Work instruction ->
In the text below about work and mentoring, what did the lead-up to Christmas once mean, according to the writer?

(Selected text begins)

It's work, is what it is. So tonight's ramble through the spaciously vacant back recesses of my brain has been inspired by a few conversations over the last couple of days as well as the fact that work is just flat out at the moment. But it didn't always used to be like this. Time was, the lead-up to Christmas used to mean lunches at the pub rather than wall-to-wall meetings. And similar stuff.
This week I've caught up with both the current mentoree and the one from 3 years ago. The current one and I are booked to do some promotional work for the 2007 round, which will be fun. Her conclusion is that I've been able to deliver some genuine value, for example by providing some context for specific situations she finds herself in. I suppose one of the benefits of having been around since manual typewriters were new-fangled, is that you can draw on many quite diverse experiences to help explain whey large organisations are the way they are. That said, one of the traps is to simply say "well that's the way it is - like it or lump it." On the other hand, it also seems wrong to suggest to new young person in the workplace that if they feel strongly enough about something, they can change it. As always, it seems to me that the answer is in the middle.
So I hope the advice I've been giving has been along the lines, "well here is how and why situation x might have come about." "And here are some things you might want to think about when you come to decide how you're going to respond or act."
This is pretty much the standard operating procedure in the articles and other references I've seen on mentoring including, fortuitously, one I ran across in last weekend's Australian, that we were able to discuss this week. Much more useful than most stuff you find in the Oz I must say (the old man used to call it the Troglodyte Times).
And while there's countless forests being cut down to pontificate about the work/life balance, work is a microcosm of life. Particularly in that what you get out depends on what you put in; and it all centres around human relationships. Mrs VVB and I were fortunate to live in some quite exotic places overseas for a few years. How much we enjoyed some of those places depended immediately on the state of relationships between the people in my office. In a couple of places, one poisonous relationship informed every other work and private relationship in the community - who you socialised with, who you talked to, whether you could get anything done. Utterly toxic and because of the remote nature of the place where we were all thrown together, it affected partners and was on 24/7.

(Selected text ends)
(Records provided begins)

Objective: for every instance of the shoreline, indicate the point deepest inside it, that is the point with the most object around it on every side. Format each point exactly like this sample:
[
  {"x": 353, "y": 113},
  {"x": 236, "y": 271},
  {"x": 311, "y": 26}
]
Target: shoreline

(Records provided ends)

Solution to this task ->
Lunches at the pub rather than wall-to-wall meetings.